Texte fourni:

========================================================================

Cour d’appel de Amiens, le 10 septembre 2025, n°24/03996

La cour d’appel d’Amiens, 10 septembre 2025 (5e chambre prud’homale), statue sur l’appel d’un jugement du conseil de prud’hommes de Compiègne du 31 juillet 2024. Le litige porte sur la qualification du refus réitéré d’un nouveau planning arrêté après la cession d’un fonds de commerce dans un bar-tabac.

Une salariée, engagée en juin 2016 et passée à temps plein en septembre 2016, exécutait ses horaires selon un planning affiché. Un transfert de contrat est intervenu le 14 septembre 2022. Le repreneur a prévu fin octobre un planning applicable en novembre, décalant d’une heure l’entrée et la sortie et insérant une pause méridienne d’une heure. Malgré un avertissement, la salariée a persisté à suivre l’ancien planning. Une mise à pied conservatoire a été notifiée le 1er décembre, puis un licenciement pour faute grave prononcé le 20 décembre.

Le conseil de prud’hommes a jugé le licenciement sans cause réelle et sérieuse. Saisie par l’employeur, la cour retient l’existence d’une insubordination rendant impossible le maintien du contrat. La solution est fondée sur la distinction entre modification du contrat, qui exige l’accord, et simple changement des conditions de travail, relevant du pouvoir de direction. L’arrêt précise que, faute de contractualisation des horaires et d’atteinte excessive aux droits du salarié, le refus persistant du nouveau planning caractérise une faute grave.

I. Le sens de la décision

A. La lettre de licenciement fixe le litige et la faute grave suppose l’impossibilité de poursuivre le contrat
La cour rappelle d’abord la portée de l’acte disciplinaire en ces termes clairs: «La lettre de licenciement, précisée le cas échéant par l’employeur, qui fixe les limites du litige, lie les parties et le juge qui ne peut examiner d’autres griefs que ceux qu’elle énonce.» Le cadre du contrôle est ainsi strictement délimité. Elle rappelle ensuite la définition et le régime probatoire applicables: «La faute grave résulte d’un fait ou d’un ensemble de faits imputables au salarié, qui constitue une violation des obligations découlant du contrat de travail ou des relations de travail, d’une importance telle qu’elle rend impossible le maintien du salarié dans l’entreprise.» Enfin, le standard probatoire est posé sans ambiguïté: «C’est à l’employeur qui invoque la faute grave […] de rapporter la preuve des faits allégués […]. Le doute profite au salarié.»

========================================================================

Entrées affichées:
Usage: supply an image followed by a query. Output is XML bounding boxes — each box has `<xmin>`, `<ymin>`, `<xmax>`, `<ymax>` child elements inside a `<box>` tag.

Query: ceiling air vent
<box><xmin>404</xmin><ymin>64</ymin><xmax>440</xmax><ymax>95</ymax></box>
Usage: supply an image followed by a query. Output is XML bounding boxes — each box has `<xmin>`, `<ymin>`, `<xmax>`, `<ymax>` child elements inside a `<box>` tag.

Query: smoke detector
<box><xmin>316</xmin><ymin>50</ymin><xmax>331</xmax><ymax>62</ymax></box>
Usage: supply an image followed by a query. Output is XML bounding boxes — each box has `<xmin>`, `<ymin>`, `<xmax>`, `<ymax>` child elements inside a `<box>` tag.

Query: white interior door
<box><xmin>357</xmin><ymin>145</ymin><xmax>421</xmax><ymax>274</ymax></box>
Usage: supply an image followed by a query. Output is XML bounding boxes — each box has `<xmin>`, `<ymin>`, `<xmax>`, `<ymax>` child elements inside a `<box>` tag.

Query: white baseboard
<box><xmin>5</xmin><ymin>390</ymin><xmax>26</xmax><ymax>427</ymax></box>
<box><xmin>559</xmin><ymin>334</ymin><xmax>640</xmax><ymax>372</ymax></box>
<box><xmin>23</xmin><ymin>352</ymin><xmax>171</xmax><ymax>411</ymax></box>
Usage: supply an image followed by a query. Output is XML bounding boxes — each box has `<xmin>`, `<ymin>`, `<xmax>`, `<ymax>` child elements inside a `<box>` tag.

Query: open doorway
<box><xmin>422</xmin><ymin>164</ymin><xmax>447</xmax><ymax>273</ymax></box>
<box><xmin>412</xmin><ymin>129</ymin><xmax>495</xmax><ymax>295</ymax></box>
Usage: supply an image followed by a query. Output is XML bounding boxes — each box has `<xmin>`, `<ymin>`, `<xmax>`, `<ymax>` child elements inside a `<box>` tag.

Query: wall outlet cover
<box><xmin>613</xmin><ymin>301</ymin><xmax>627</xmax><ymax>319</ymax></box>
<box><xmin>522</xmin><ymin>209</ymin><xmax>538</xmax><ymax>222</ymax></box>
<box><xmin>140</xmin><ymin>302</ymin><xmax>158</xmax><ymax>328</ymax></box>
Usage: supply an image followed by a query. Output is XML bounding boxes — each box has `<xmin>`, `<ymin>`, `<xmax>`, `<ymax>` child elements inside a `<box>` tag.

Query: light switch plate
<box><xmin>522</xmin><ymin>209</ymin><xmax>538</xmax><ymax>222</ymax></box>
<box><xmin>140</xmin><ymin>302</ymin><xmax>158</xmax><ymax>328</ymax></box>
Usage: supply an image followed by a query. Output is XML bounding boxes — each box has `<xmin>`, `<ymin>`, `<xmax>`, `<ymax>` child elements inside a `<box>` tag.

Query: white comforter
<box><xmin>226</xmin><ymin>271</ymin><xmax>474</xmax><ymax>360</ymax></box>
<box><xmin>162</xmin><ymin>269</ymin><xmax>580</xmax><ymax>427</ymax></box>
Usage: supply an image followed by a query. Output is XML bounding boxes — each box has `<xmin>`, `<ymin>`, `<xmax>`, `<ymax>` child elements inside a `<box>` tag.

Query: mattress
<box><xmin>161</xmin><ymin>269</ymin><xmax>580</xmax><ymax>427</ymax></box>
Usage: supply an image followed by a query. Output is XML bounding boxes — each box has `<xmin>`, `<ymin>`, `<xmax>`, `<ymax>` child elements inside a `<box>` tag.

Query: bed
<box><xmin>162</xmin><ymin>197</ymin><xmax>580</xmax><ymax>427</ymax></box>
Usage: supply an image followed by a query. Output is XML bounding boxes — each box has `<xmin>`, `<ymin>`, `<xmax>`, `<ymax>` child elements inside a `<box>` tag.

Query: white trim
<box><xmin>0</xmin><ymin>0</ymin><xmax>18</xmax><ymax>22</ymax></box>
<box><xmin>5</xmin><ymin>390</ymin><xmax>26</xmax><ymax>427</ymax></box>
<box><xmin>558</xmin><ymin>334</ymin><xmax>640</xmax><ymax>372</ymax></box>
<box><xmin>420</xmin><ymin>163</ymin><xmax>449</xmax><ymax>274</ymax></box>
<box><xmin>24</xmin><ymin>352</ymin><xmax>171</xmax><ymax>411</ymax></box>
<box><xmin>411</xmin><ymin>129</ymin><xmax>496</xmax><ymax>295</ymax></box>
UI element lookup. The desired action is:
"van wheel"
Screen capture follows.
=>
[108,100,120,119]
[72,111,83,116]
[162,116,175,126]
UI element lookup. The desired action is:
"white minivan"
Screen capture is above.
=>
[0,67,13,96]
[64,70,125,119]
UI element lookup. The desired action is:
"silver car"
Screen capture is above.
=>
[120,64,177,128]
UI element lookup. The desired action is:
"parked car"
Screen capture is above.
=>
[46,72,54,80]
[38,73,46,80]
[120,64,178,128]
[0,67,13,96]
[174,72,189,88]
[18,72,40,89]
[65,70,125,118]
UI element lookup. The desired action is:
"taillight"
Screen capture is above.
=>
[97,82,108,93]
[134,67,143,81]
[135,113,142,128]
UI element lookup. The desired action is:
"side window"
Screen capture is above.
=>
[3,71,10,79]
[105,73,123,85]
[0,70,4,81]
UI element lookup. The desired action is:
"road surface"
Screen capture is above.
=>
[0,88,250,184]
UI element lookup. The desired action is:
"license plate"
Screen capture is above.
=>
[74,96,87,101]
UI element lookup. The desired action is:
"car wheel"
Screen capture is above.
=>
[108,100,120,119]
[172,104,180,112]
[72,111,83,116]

========================================================================

Exercices proposés:
(1) Répondez aux questions suivantes à partir du texte sur l'arrêt de la cour d'appel d'Amiens.
(a) À quelle date le conseil de prud'hommes de Compiègne a-t-il rendu son jugement ?
(b) À quelle date la mise à pied conservatoire a-t-elle été notifiée ?
(c) Selon la cour, à qui revient la charge de prouver les faits allégués au titre de la faute grave ?
(2) Relevez chaque ligne de la liste qui contient le mot "plate".
Le texte et la liste n'ont aucun lien entre eux.

Corrigés des exercices:
(1)
(a) Le 31 juillet 2024.
(b) Le 1er décembre.
(c) À l'employeur qui invoque la faute grave.

(2)
Query: light switch plate
"license plate"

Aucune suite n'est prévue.